§ **What you will do**
Retype the stretch of data from the line containing "Trace the outline of every instance of the <item>pink" through the line containing "27 73 L 29 70", reproducing each line precisely and including both of those lines.
━━ Entries provided ━━
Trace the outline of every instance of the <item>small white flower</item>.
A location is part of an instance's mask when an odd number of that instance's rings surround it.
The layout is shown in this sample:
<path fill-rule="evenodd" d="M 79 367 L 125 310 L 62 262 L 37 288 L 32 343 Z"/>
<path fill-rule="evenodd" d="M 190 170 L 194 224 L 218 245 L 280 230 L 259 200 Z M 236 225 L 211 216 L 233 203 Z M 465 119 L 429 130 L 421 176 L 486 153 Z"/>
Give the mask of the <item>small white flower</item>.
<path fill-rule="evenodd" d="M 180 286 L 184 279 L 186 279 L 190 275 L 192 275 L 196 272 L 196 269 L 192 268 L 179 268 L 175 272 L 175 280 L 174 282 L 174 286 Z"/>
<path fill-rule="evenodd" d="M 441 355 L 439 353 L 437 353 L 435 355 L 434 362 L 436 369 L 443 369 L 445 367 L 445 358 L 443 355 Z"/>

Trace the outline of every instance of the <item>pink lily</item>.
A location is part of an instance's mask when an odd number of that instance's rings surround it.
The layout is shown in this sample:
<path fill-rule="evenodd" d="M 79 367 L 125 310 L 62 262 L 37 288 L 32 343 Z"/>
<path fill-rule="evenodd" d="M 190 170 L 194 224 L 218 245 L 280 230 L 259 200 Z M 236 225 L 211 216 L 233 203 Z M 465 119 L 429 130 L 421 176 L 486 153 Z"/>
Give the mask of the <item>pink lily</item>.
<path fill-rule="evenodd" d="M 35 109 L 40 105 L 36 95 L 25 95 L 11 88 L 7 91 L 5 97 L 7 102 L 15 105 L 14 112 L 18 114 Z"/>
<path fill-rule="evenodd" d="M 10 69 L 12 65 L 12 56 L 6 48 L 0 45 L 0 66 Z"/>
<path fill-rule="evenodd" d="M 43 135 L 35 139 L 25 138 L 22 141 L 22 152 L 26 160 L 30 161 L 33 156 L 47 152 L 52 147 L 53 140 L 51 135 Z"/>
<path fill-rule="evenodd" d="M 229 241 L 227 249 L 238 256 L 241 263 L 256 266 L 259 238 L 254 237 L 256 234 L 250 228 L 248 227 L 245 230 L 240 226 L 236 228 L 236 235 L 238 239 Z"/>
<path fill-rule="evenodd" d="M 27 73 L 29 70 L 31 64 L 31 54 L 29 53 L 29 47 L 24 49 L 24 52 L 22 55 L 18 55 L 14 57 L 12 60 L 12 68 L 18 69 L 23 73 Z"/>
━━━
━━ Entries provided ━━
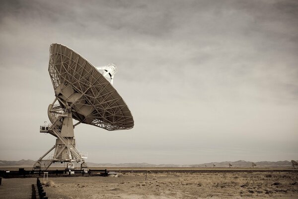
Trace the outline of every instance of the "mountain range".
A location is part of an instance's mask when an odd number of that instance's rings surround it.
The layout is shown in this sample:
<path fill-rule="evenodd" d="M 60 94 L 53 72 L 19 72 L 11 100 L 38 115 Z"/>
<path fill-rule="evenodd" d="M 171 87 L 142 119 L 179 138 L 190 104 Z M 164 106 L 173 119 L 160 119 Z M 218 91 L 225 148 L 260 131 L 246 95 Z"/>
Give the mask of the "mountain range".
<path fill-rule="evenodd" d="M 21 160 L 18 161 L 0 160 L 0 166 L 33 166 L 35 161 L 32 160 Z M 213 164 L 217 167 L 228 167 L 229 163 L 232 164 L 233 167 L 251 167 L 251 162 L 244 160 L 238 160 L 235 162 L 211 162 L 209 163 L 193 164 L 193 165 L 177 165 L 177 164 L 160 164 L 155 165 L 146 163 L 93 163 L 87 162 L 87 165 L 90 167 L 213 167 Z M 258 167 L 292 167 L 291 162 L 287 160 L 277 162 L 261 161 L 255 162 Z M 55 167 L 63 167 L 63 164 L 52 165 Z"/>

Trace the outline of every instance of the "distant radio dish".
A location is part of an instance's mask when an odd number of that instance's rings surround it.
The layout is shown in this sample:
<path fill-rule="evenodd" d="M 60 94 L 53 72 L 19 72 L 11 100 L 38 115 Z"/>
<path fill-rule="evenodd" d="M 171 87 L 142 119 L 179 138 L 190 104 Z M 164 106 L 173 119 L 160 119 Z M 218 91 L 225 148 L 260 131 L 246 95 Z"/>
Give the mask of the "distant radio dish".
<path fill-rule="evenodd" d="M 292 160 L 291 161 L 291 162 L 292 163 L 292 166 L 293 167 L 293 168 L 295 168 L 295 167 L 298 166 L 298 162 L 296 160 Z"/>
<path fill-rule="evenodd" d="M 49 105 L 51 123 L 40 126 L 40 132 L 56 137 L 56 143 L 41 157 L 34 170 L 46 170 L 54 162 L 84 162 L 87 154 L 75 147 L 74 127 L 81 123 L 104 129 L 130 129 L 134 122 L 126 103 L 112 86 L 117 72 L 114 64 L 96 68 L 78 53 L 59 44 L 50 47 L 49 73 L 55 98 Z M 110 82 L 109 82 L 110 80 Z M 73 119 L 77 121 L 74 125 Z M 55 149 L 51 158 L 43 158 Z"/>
━━━
━━ Entries provided ━━
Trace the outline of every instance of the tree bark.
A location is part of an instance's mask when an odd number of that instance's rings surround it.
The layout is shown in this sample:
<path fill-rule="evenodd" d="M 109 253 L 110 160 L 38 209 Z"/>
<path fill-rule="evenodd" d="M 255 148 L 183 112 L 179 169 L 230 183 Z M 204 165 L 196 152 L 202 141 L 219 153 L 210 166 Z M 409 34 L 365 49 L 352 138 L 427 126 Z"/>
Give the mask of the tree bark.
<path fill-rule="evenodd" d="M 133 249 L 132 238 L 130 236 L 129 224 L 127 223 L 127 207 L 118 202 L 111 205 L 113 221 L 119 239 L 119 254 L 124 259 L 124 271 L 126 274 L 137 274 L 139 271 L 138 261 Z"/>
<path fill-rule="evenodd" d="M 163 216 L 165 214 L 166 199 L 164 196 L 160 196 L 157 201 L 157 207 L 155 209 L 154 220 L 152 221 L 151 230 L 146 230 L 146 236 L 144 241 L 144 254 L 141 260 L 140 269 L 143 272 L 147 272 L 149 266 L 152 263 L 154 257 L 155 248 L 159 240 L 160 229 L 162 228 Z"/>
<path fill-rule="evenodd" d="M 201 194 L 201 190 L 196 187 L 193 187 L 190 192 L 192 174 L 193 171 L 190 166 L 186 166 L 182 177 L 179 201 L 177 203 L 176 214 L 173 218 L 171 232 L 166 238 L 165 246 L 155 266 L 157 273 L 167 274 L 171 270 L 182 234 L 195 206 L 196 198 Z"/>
━━━
§ **Full output**
Trace the outline of every instance of the <item>pink lily</item>.
A location is part of an instance's mask when an odd number of that instance's rings surround it.
The layout is shown in this sample:
<path fill-rule="evenodd" d="M 79 367 L 125 310 L 62 262 L 37 288 L 32 343 Z"/>
<path fill-rule="evenodd" d="M 190 170 L 194 224 L 218 245 L 280 230 L 259 200 Z M 236 225 L 211 216 L 233 203 Z M 465 119 L 429 130 L 421 176 L 486 153 Z"/>
Give the mask of the <item>pink lily</item>.
<path fill-rule="evenodd" d="M 35 109 L 40 105 L 36 95 L 25 95 L 11 88 L 7 91 L 5 97 L 7 102 L 15 105 L 14 112 L 18 114 Z"/>
<path fill-rule="evenodd" d="M 10 69 L 12 65 L 12 56 L 6 48 L 0 45 L 0 66 Z"/>
<path fill-rule="evenodd" d="M 43 135 L 35 139 L 25 138 L 22 141 L 22 152 L 26 160 L 30 161 L 33 156 L 47 152 L 52 147 L 53 140 L 51 135 Z"/>
<path fill-rule="evenodd" d="M 229 241 L 227 249 L 238 256 L 241 263 L 256 266 L 259 238 L 254 237 L 256 234 L 250 228 L 248 227 L 245 230 L 240 226 L 236 228 L 236 235 L 238 239 Z"/>
<path fill-rule="evenodd" d="M 27 73 L 29 70 L 31 64 L 31 54 L 29 53 L 29 47 L 24 49 L 24 52 L 22 55 L 18 55 L 14 57 L 12 60 L 12 68 L 18 69 L 23 73 Z"/>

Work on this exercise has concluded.